Entries taken from a pointing dataset:
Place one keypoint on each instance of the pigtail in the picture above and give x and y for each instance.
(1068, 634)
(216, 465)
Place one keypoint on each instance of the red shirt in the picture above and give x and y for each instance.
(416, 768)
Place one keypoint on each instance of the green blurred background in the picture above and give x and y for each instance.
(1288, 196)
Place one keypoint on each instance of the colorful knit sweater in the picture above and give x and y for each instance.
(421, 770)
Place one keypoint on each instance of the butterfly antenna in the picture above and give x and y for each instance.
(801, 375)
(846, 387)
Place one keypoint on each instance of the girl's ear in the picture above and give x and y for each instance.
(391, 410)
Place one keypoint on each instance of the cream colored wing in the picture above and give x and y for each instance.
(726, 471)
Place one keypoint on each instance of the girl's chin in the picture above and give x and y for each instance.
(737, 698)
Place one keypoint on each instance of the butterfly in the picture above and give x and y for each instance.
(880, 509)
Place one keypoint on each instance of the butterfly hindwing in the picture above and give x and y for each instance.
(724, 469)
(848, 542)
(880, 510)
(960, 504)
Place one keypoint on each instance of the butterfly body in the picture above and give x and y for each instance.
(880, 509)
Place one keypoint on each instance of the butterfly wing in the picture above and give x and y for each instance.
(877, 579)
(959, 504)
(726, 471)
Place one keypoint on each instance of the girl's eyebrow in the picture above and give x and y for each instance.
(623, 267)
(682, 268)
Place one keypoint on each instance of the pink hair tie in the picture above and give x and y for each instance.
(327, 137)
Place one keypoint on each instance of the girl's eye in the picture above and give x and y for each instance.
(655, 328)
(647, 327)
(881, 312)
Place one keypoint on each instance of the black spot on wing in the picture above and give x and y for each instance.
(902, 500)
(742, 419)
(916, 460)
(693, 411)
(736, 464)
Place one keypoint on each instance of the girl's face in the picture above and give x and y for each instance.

Prompt => Copy out the whole listing above line for line, with no changes.

Response below =>
Place one keypoint on each instance of the pigtail in the picture above and give x and y for each instance.
(1068, 634)
(216, 465)
Place one keypoint on each instance of the red shirt in the picture above and give x and y for each instance.
(416, 768)
Place one keypoint on each instance of the green blurred background in the picture above and give x and y for each instance.
(1288, 196)
Place one keypoint on each instance of the colorful knit sweater in the picture above and give x and y for each instance.
(421, 770)
Place one keypoint on each instance of the butterfly antenna in the picture above and give x and y for each instance.
(801, 375)
(846, 387)
Place one keypoint on each instance of the girl's ear in the picture above and give x and y for each instance.
(391, 410)
Place one keypoint on each instance of the cream colored wing in the picture above and give x and y for each instance.
(726, 471)
Place one keypoint on each instance of the girl's chin in the picture above and give x and y for each instance.
(737, 698)
Place one keypoint on each instance of the butterfly in the picture above and give x and y for each instance.
(880, 509)
Place one keypoint on each instance of the butterfly hindwing in the picture above and give x and y for each instance.
(724, 469)
(848, 542)
(880, 510)
(960, 504)
Place one keypoint on each instance of the butterfly body in the picture above and give x and y for each instance.
(880, 509)
Place one keypoint on each instance of the butterfly wing in the picture above and give x and y for each instance.
(877, 579)
(959, 504)
(726, 471)
Place one keypoint on each instance of the girl's eyebrow in the picture above and give x and y for each instance.
(623, 267)
(682, 268)
Place one keypoint on each instance of the pink hair tie in the picture above and give x and y for each instance.
(327, 137)
Place one keypoint on each instance of the girl's eye in the picture above and give x and y for each instance.
(655, 328)
(647, 327)
(881, 312)
Place one keypoint on each instance of the black spot on wing in the picture above and give x and y for each instance.
(902, 500)
(742, 419)
(916, 460)
(693, 411)
(736, 464)
Place one keypoint on each instance of the girl's face in the picture above and give x and y for each instance.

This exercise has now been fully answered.